**Stated goal**
Report how many lines of the material below contain the string "space". Give only the number.

**** Extracted material ****

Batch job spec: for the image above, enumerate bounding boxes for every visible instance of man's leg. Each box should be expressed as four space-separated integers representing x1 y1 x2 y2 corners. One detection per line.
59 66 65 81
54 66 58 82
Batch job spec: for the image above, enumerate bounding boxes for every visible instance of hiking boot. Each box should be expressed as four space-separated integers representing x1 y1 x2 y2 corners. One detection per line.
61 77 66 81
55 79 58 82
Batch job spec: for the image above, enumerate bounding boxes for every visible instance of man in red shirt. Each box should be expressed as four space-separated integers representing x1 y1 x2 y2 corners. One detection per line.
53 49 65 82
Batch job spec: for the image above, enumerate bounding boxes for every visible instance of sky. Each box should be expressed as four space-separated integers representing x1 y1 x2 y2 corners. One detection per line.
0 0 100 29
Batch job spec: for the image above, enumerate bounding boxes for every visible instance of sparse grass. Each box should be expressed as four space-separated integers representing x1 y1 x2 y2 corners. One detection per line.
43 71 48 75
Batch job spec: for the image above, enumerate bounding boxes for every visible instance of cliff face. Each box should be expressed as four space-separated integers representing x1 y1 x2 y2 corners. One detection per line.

****

**Response to the exercise**
6